◆ **Document extract**:
Douglas Adams, Dirk Gently’s Holistic Detective Agency. Reread. This is going to be a clear theme in this fortnight’s reading: I was preparing for the humor panel I was doing at ConFusion, and I didn’t want to talk about whether things did or did not hold up when I haven’t read them in [checks notes] [hides under desk]. Seriously, that long? wow. Anyway! I am very pleased with how the humor of this book arises from a surreal sense of the universe, and I am astonished at how much the recent show managed to keep the tone and basically only the tone of the book. Each is very modish, very of-its-time–but in the same way, for different times. Weird. Good.
John Appel, Jo Miles, and Mary Agner, eds., Skies of Wonder, Skies of Danger. It would probably be the most politic, when talking of an anthology filled with friends and cordial acquaintances, to say some vague nice things and move on, but honestly I think A.J. Hackwith’s “Lips of Red, Lips of Black” and Jennifer Mace’s “Thou Shalt Be Free As Mountain Winds” were the stand-out stories in this volume.
Robert Aspirin, Phule’s Company. Reread. I was mostly pleased with how this held up. Mostly. The message of “we need to all work together and share our highly varied strengths to succeed” and “underdogs go!” was still there…but in places it read like “we need all the stereotypes to work together and….” And what’s with a happy ending that’s basically “rich dude finds a loophole to get his rich family richer”? The part that has really not held up well here is “look at how much this rich guy is bypassing regs because he knows best.” Uh. We see how that goes in reality, and it’s way less funny.
Paul Bogard, The Ground Beneath Us: From the Oldest Cities to the Last Wilderness, What Dirt Tells Us About Who We Are. This…was not the book I was looking for. I enjoyed it! You might enjoy it too! But it’s a great deal more of Paul Bogard Has Dirt-Related Emotions than In-Depth Look At Soil Science.
Aliette de Bodard, In the Vanishers’ Palace. I love the worldbuilding on this. Love it so much. Oh wow. I kind of don’t want to talk about any of it, because I want you to discover it for yourself. Eeeeee this worldbuilding eeeee yay.
Jonathan Drori, Around the World in 80 Trees. This was such a beautiful volume, visually as well as in prose content. It’s just what I needed, like the book equivalent of walking in a green cool forest.

◆ **Available data**:
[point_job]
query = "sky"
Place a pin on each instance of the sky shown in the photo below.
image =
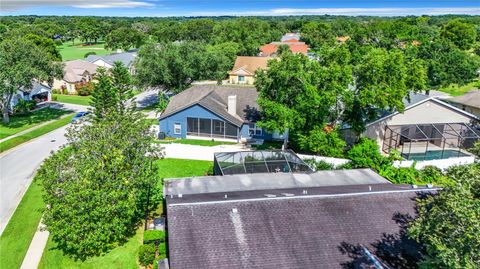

◆ **Parts of the exercise**:
**a)** From the book notes, write out the passage starting at "Paul Bogard, The" and ending at "worldbuilding eeeee yay.".
**b)** According to the book notes, which two stories stood out in Skies of Wonder, Skies of Danger?

◆ **Outputs in order**:
**a)**
Paul Bogard, The Ground Beneath Us: From the Oldest Cities to the Last Wilderness, What Dirt Tells Us About Who We Are. This…was not the book I was looking for. I enjoyed it! You might enjoy it too! But it’s a great deal more of Paul Bogard Has Dirt-Related Emotions than In-Depth Look At Soil Science.
Aliette de Bodard, In the Vanishers’ Palace. I love the worldbuilding on this. Love it so much. Oh wow. I kind of don’t want to talk about any of it, because I want you to discover it for yourself. Eeeeee this worldbuilding eeeee yay.

**b)** A.J. Hackwith's "Lips of Red, Lips of Black" and Jennifer Mace's "Thou Shalt Be Free As Mountain Winds."